* [Seitentext]:
· · · · ·

Gestern eine hochangenehme Heimfahrt mit viel Brown & Yule & Schokolade. Entspannt und zum ersten Mal seit Tagen wieder sehr ruhig. Gesammelt und bei mir selbst. Das Abteil ist ganz ruhig, halb leer, und es ist dieser Klang überall von Einsamkeit und Spätheit und ungewohnter Stunde. Die wenigen Blicke, die mir begegnen, sind willkommen als Gleichgesinnte, als Gefährten des Einsamen. Es ist seht still zwischen den Inseln, viel Raum, den man mit Lächeln füllen könnte, aber man muß es nicht. Lesen, aufblicken, wieder in die Komplexitäten des Buchs sinken. Meist aber belausche ich mich selbst, zu Gast im Haus meiner eigenen Träume. Doch kann ich sie nicht genau erkennen, sie gehen verhüllt, sie wenden den Blick ab. Immerhin bin ich willkommen, willkommen bei meinen Träumen. Das ist schön. Draußen heimeliges Schwarz mit Innenraumgespiegel in der Scheibe. Manchmal glitzernde Balken von Scheinwerfern auf dem sonst schwarz in schwarz nicht zu erahnenden Riesenfluß, der da draußen irgendwo träge, selbstvergessen und wie je einherströmt. Es fühlt sich gut an, so getragen zu werden, im Warmen durch eine eisige Nacht.
Viel später dann geht der Schlüssel. Im Flur brennt Licht. In der Küche macht sich jemand Suppe warm. Die Wohnung lebt und empfängt mich. Jetzt bin ich also wieder hier. Zurück aus der ferne. Zurück in der Nähe. Augennah und Rufnah, beinahe.

· · · · ·

* [Datenzeilen]:
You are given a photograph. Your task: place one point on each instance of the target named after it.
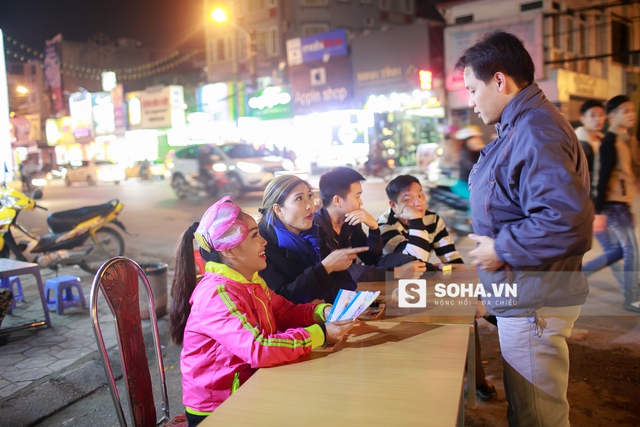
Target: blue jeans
(619, 241)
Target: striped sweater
(420, 238)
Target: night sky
(161, 25)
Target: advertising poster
(52, 75)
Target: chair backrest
(117, 279)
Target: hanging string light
(163, 64)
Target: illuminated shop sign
(271, 103)
(104, 121)
(317, 47)
(81, 115)
(415, 101)
(425, 79)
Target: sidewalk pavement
(45, 369)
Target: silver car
(245, 164)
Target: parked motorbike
(215, 184)
(78, 236)
(453, 209)
(34, 181)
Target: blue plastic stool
(64, 299)
(18, 295)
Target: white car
(252, 168)
(94, 171)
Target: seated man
(340, 221)
(408, 227)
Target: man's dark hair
(337, 182)
(398, 184)
(615, 102)
(499, 52)
(591, 103)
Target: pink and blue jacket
(236, 327)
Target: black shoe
(486, 391)
(632, 306)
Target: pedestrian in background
(614, 224)
(589, 134)
(532, 225)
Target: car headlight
(288, 165)
(8, 201)
(249, 167)
(219, 167)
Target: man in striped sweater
(408, 227)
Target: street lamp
(220, 16)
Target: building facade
(580, 49)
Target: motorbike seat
(60, 222)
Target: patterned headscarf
(220, 229)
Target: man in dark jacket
(532, 224)
(340, 221)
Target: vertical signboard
(52, 75)
(320, 72)
(103, 114)
(80, 111)
(5, 136)
(119, 109)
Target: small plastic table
(8, 268)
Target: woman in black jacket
(298, 267)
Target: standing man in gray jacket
(532, 224)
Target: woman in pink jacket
(230, 323)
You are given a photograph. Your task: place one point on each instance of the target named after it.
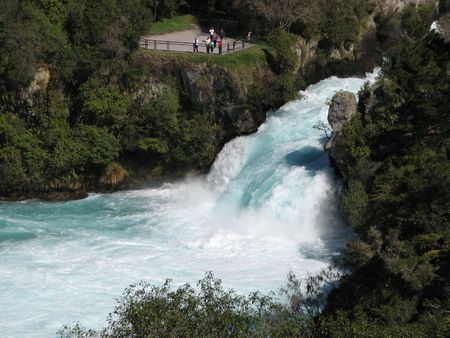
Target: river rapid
(267, 207)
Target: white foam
(251, 220)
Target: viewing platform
(183, 41)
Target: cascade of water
(267, 207)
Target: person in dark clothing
(208, 44)
(220, 43)
(195, 45)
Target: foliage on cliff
(397, 197)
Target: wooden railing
(178, 46)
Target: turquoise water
(267, 207)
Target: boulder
(342, 108)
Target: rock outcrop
(213, 89)
(343, 107)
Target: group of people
(212, 41)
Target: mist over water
(267, 207)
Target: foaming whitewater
(267, 207)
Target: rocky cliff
(342, 108)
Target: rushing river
(267, 207)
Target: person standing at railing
(211, 46)
(195, 45)
(208, 44)
(220, 43)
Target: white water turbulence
(267, 207)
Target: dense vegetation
(73, 115)
(397, 177)
(76, 113)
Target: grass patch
(177, 23)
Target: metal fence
(229, 46)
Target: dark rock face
(213, 89)
(343, 107)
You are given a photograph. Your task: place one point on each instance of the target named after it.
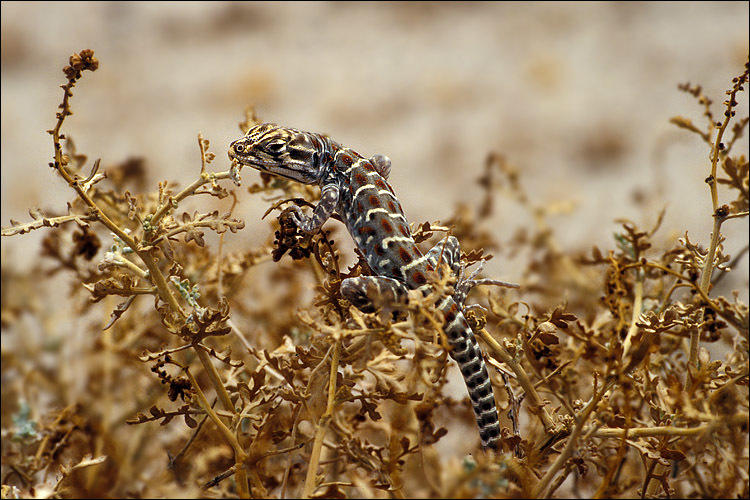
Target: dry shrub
(217, 376)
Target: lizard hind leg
(370, 294)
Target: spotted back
(374, 217)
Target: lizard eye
(275, 147)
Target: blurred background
(578, 96)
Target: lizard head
(281, 151)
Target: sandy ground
(577, 95)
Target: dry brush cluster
(204, 372)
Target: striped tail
(467, 353)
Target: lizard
(356, 188)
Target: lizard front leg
(329, 198)
(382, 165)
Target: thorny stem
(239, 452)
(637, 306)
(323, 423)
(734, 420)
(708, 264)
(172, 201)
(213, 374)
(536, 403)
(570, 446)
(155, 274)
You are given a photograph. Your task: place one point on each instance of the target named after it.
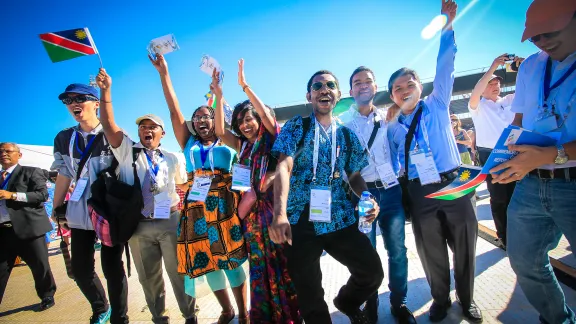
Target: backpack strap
(410, 136)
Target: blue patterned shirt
(351, 159)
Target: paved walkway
(496, 290)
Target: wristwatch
(562, 157)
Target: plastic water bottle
(364, 206)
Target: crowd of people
(279, 197)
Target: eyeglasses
(204, 118)
(316, 86)
(149, 127)
(78, 99)
(536, 38)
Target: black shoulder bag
(406, 201)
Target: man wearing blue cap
(80, 153)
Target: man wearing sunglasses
(158, 171)
(371, 127)
(491, 115)
(312, 212)
(84, 144)
(542, 206)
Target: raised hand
(215, 86)
(449, 8)
(103, 80)
(241, 77)
(159, 63)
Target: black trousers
(34, 252)
(82, 249)
(500, 196)
(439, 224)
(349, 247)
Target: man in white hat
(159, 171)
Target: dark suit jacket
(29, 219)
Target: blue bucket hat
(79, 88)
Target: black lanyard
(548, 78)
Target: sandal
(226, 317)
(243, 320)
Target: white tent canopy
(37, 155)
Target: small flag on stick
(69, 44)
(467, 180)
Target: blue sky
(282, 42)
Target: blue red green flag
(467, 180)
(68, 44)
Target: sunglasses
(316, 86)
(204, 118)
(545, 35)
(78, 99)
(149, 127)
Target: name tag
(81, 185)
(320, 202)
(241, 176)
(425, 166)
(546, 124)
(387, 175)
(162, 206)
(200, 189)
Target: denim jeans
(391, 220)
(539, 213)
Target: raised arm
(178, 121)
(483, 82)
(113, 133)
(225, 135)
(267, 119)
(280, 231)
(444, 79)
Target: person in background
(381, 176)
(273, 295)
(312, 212)
(491, 114)
(463, 141)
(542, 207)
(24, 223)
(71, 146)
(210, 240)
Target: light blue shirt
(530, 95)
(435, 120)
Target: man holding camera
(491, 115)
(542, 207)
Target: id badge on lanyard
(425, 166)
(321, 196)
(200, 189)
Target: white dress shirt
(20, 196)
(172, 170)
(490, 119)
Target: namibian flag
(468, 179)
(68, 44)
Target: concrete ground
(496, 290)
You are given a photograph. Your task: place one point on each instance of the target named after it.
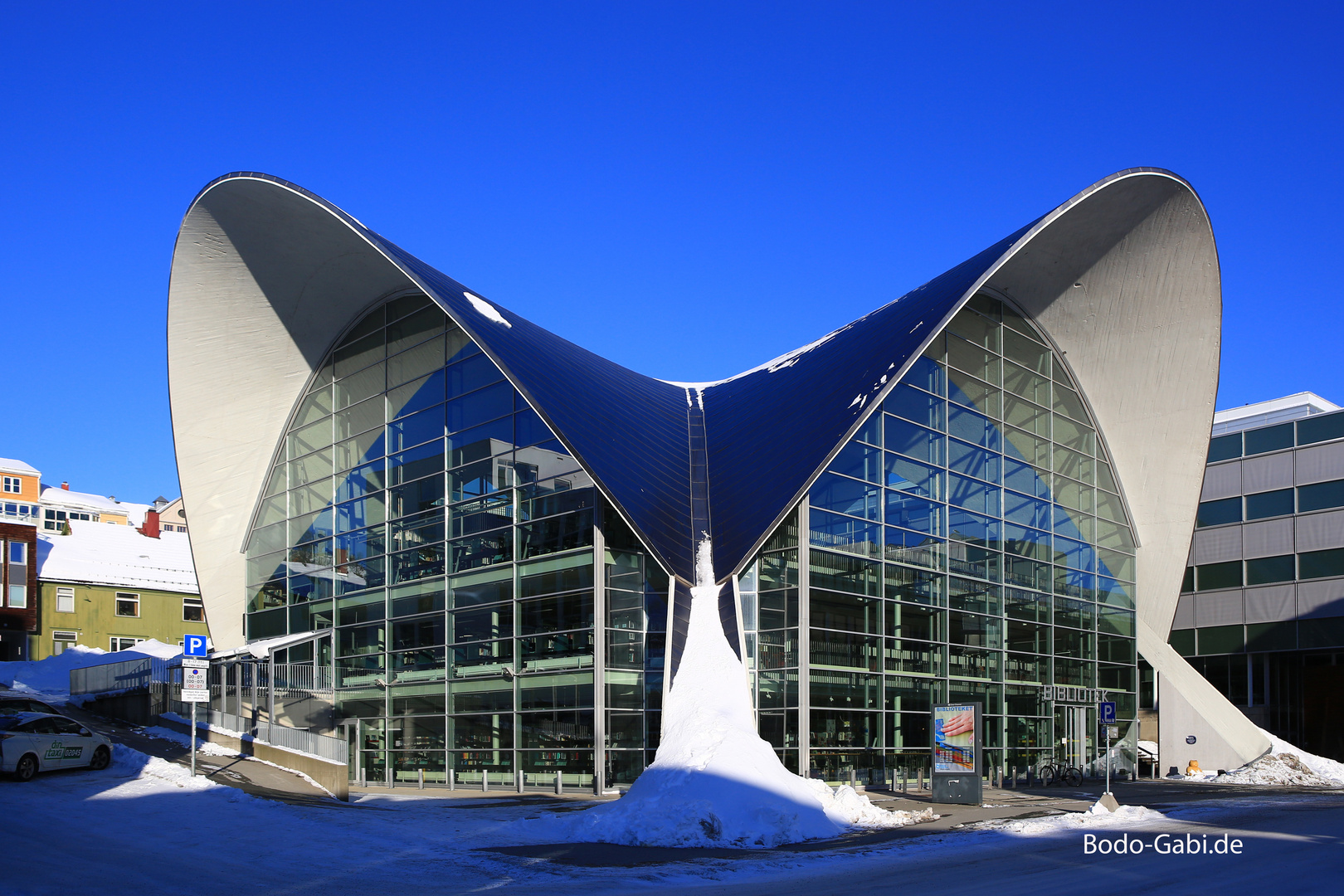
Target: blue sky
(686, 188)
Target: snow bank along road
(144, 828)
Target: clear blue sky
(689, 190)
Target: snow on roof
(262, 648)
(89, 501)
(101, 553)
(10, 465)
(1278, 410)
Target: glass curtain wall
(421, 509)
(968, 543)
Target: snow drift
(714, 781)
(1287, 765)
(51, 676)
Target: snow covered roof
(1278, 410)
(97, 503)
(101, 553)
(265, 646)
(10, 465)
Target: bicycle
(1051, 772)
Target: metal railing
(331, 748)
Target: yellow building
(112, 587)
(61, 505)
(21, 492)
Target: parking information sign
(195, 680)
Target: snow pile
(714, 781)
(203, 747)
(1327, 768)
(1094, 817)
(51, 676)
(149, 774)
(1277, 768)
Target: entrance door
(1075, 727)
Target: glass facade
(489, 611)
(968, 543)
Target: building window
(56, 520)
(1220, 512)
(1268, 504)
(1320, 496)
(128, 605)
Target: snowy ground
(144, 828)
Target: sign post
(1107, 716)
(195, 684)
(956, 754)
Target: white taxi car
(32, 742)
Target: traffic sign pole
(195, 681)
(1105, 720)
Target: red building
(17, 589)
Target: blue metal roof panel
(626, 429)
(771, 430)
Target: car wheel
(26, 768)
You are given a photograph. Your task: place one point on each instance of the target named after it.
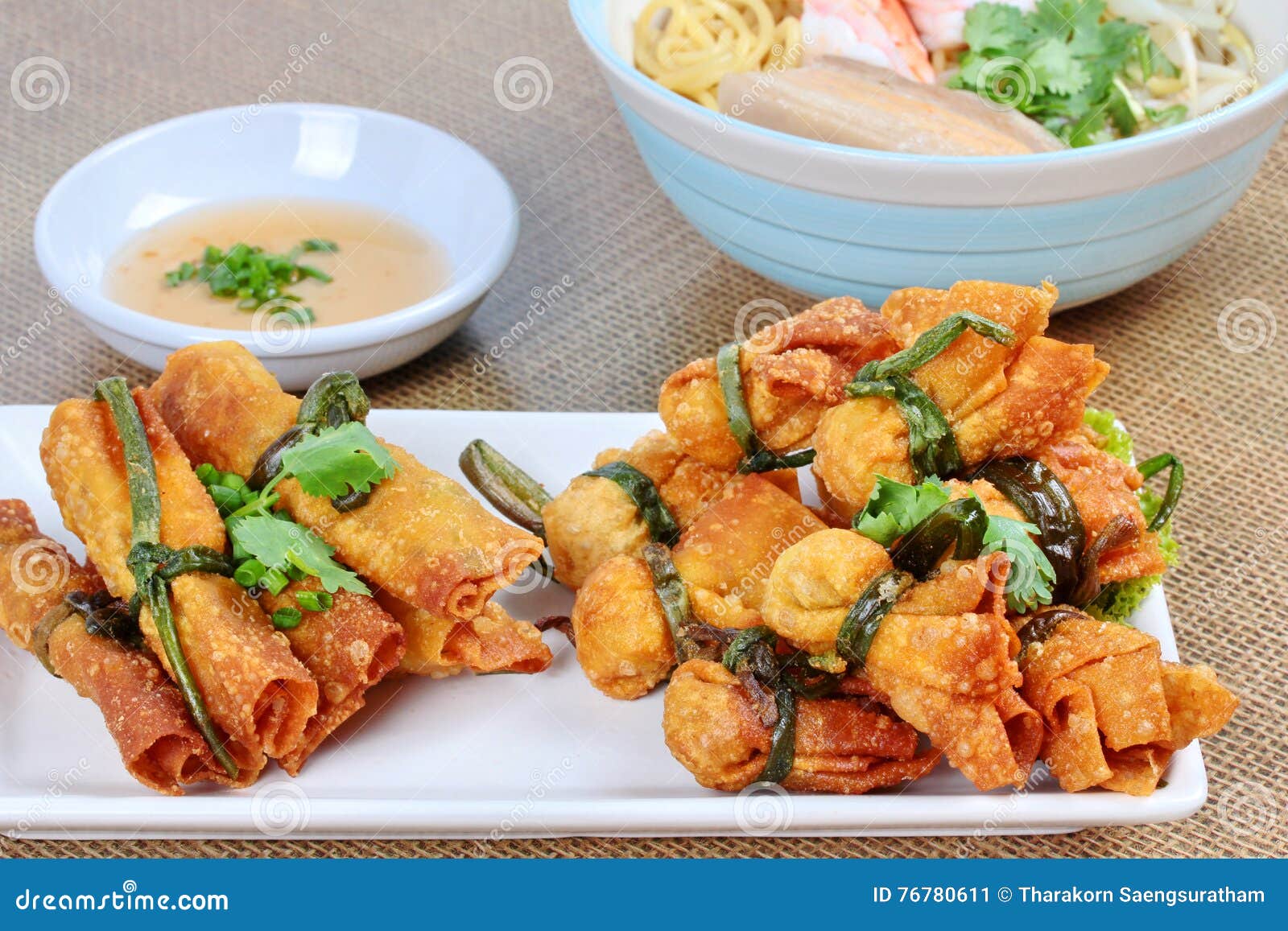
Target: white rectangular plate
(483, 756)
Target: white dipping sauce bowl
(283, 151)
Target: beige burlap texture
(1197, 364)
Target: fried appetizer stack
(964, 491)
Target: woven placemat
(628, 293)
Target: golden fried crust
(347, 648)
(440, 645)
(856, 442)
(1114, 711)
(1104, 487)
(624, 643)
(843, 744)
(953, 678)
(420, 534)
(257, 692)
(143, 711)
(1045, 396)
(791, 371)
(970, 373)
(815, 583)
(725, 557)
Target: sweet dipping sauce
(382, 263)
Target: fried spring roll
(440, 647)
(420, 536)
(725, 559)
(255, 690)
(592, 519)
(1000, 401)
(143, 711)
(1113, 708)
(348, 648)
(843, 744)
(791, 373)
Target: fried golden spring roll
(943, 657)
(143, 711)
(348, 648)
(440, 647)
(843, 744)
(255, 690)
(1113, 708)
(1104, 488)
(725, 558)
(420, 536)
(592, 519)
(791, 373)
(1000, 401)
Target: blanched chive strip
(641, 489)
(146, 528)
(1175, 483)
(510, 489)
(931, 446)
(674, 596)
(959, 525)
(861, 624)
(1043, 500)
(334, 399)
(933, 343)
(757, 457)
(1042, 624)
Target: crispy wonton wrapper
(440, 647)
(592, 519)
(791, 373)
(843, 744)
(420, 536)
(1000, 401)
(1113, 708)
(727, 554)
(255, 690)
(1104, 487)
(143, 711)
(348, 648)
(724, 557)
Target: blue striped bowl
(830, 219)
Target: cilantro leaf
(895, 508)
(283, 544)
(1028, 583)
(1064, 66)
(338, 460)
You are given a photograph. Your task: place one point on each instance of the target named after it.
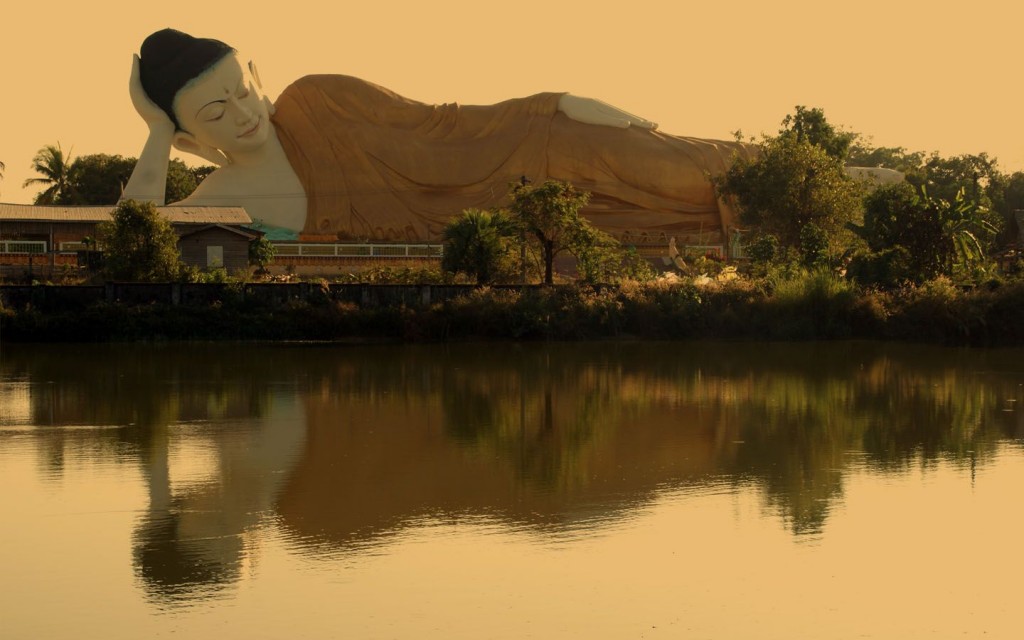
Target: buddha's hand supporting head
(154, 116)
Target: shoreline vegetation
(806, 305)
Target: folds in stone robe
(378, 166)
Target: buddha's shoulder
(333, 83)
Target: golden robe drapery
(378, 166)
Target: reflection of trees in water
(608, 425)
(120, 401)
(538, 434)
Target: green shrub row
(806, 306)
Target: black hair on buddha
(170, 58)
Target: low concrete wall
(56, 297)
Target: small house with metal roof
(209, 237)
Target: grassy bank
(809, 306)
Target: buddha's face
(223, 109)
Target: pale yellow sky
(930, 76)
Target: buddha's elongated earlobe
(270, 109)
(255, 75)
(184, 141)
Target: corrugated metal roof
(174, 214)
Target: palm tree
(51, 163)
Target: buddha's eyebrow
(200, 110)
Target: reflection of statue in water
(337, 157)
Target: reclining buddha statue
(337, 158)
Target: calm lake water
(494, 491)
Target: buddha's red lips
(253, 129)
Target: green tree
(139, 245)
(550, 214)
(261, 253)
(937, 235)
(791, 183)
(99, 179)
(863, 155)
(810, 125)
(53, 166)
(480, 245)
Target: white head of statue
(212, 98)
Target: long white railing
(357, 251)
(23, 246)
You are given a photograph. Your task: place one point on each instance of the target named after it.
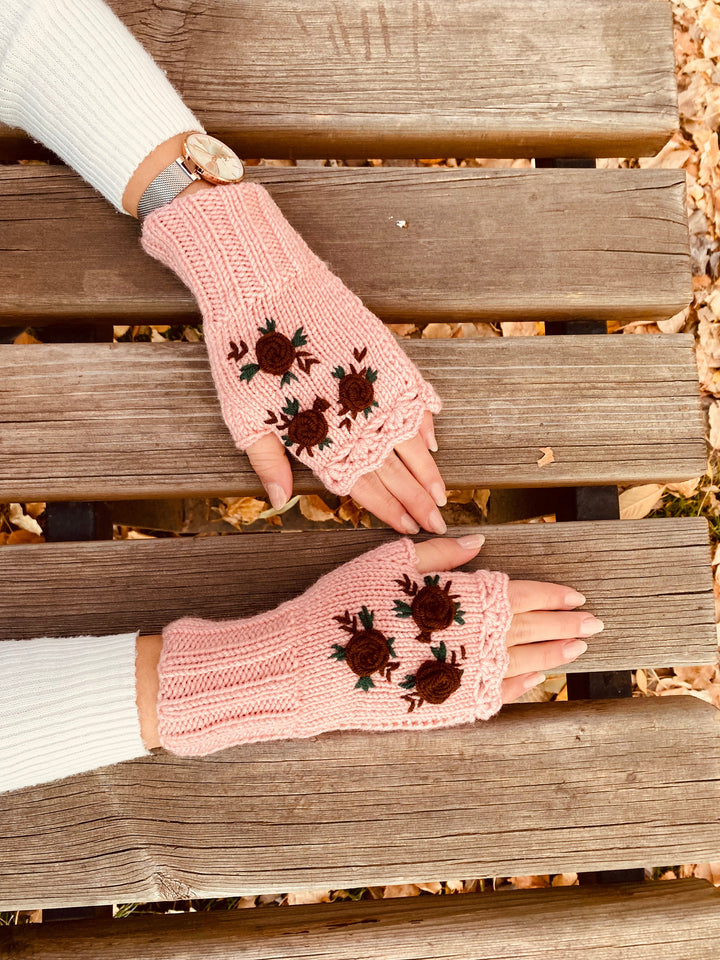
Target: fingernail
(437, 492)
(408, 525)
(574, 648)
(278, 497)
(473, 541)
(436, 522)
(591, 625)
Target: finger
(544, 656)
(370, 492)
(416, 500)
(446, 554)
(540, 625)
(514, 687)
(414, 454)
(427, 432)
(269, 461)
(527, 595)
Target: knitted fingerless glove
(292, 350)
(372, 645)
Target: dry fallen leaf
(547, 458)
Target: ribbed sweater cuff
(67, 705)
(74, 77)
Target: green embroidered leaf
(440, 653)
(367, 617)
(402, 609)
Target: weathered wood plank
(391, 78)
(541, 788)
(479, 244)
(122, 421)
(648, 921)
(649, 581)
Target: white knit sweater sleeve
(75, 78)
(66, 706)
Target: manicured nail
(473, 541)
(278, 497)
(437, 492)
(573, 649)
(591, 625)
(436, 523)
(408, 525)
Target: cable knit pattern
(372, 645)
(292, 350)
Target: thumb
(270, 463)
(445, 553)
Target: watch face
(218, 162)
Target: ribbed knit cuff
(67, 705)
(75, 78)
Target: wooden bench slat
(119, 421)
(651, 921)
(649, 581)
(479, 244)
(615, 783)
(398, 79)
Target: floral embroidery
(435, 680)
(367, 651)
(275, 354)
(355, 390)
(433, 607)
(306, 428)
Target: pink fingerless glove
(373, 645)
(292, 350)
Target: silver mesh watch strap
(165, 187)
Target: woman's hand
(405, 492)
(546, 629)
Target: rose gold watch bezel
(201, 171)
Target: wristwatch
(203, 157)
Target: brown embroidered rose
(433, 607)
(355, 390)
(367, 651)
(306, 428)
(275, 354)
(435, 680)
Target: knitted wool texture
(292, 351)
(372, 645)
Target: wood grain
(541, 788)
(478, 245)
(648, 580)
(650, 921)
(124, 421)
(393, 78)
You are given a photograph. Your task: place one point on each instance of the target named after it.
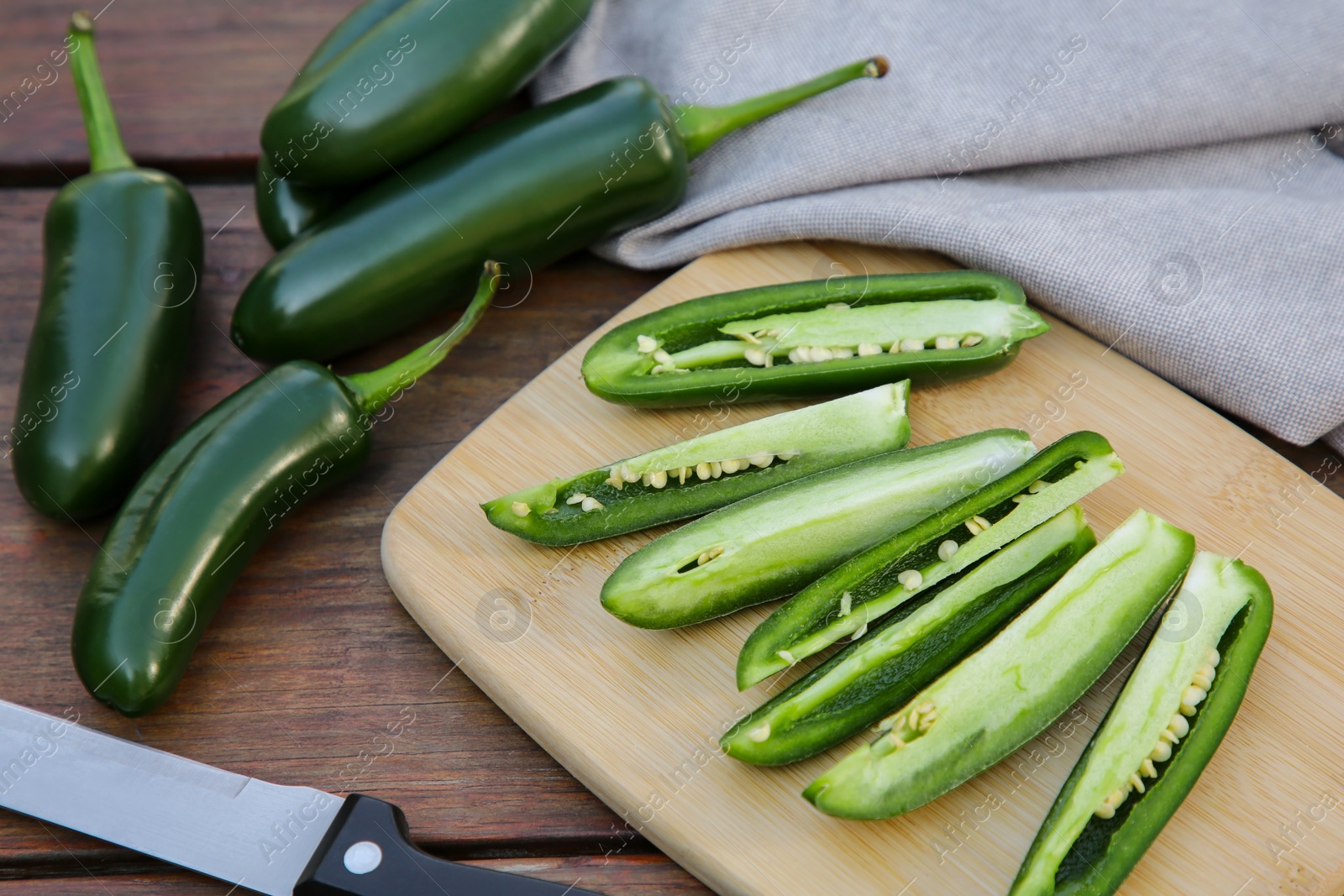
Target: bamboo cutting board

· · · · ·

* [Aufgabe]:
Schreiben Sie den Seitentext vollständig und wortgetreu ab. Die Zeilen sind eigenständiges Material und gehören nicht zum Seitentext.

* [Ihre Antwort]:
Gestern eine hochangenehme Heimfahrt mit viel Brown & Yule & Schokolade. Entspannt und zum ersten Mal seit Tagen wieder sehr ruhig. Gesammelt und bei mir selbst. Das Abteil ist ganz ruhig, halb leer, und es ist dieser Klang überall von Einsamkeit und Spätheit und ungewohnter Stunde. Die wenigen Blicke, die mir begegnen, sind willkommen als Gleichgesinnte, als Gefährten des Einsamen. Es ist seht still zwischen den Inseln, viel Raum, den man mit Lächeln füllen könnte, aber man muß es nicht. Lesen, aufblicken, wieder in die Komplexitäten des Buchs sinken. Meist aber belausche ich mich selbst, zu Gast im Haus meiner eigenen Träume. Doch kann ich sie nicht genau erkennen, sie gehen verhüllt, sie wenden den Blick ab. Immerhin bin ich willkommen, willkommen bei meinen Träumen. Das ist schön. Draußen heimeliges Schwarz mit Innenraumgespiegel in der Scheibe. Manchmal glitzernde Balken von Scheinwerfern auf dem sonst schwarz in schwarz nicht zu erahnenden Riesenfluß, der da draußen irgendwo träge, selbstvergessen und wie je einherströmt. Es fühlt sich gut an, so getragen zu werden, im Warmen durch eine eisige Nacht.
Viel später dann geht der Schlüssel. Im Flur brennt Licht. In der Küche macht sich jemand Suppe warm. Die Wohnung lebt und empfängt mich. Jetzt bin ich also wieder hier. Zurück aus der ferne. Zurück in der Nähe. Augennah und Rufnah, beinahe.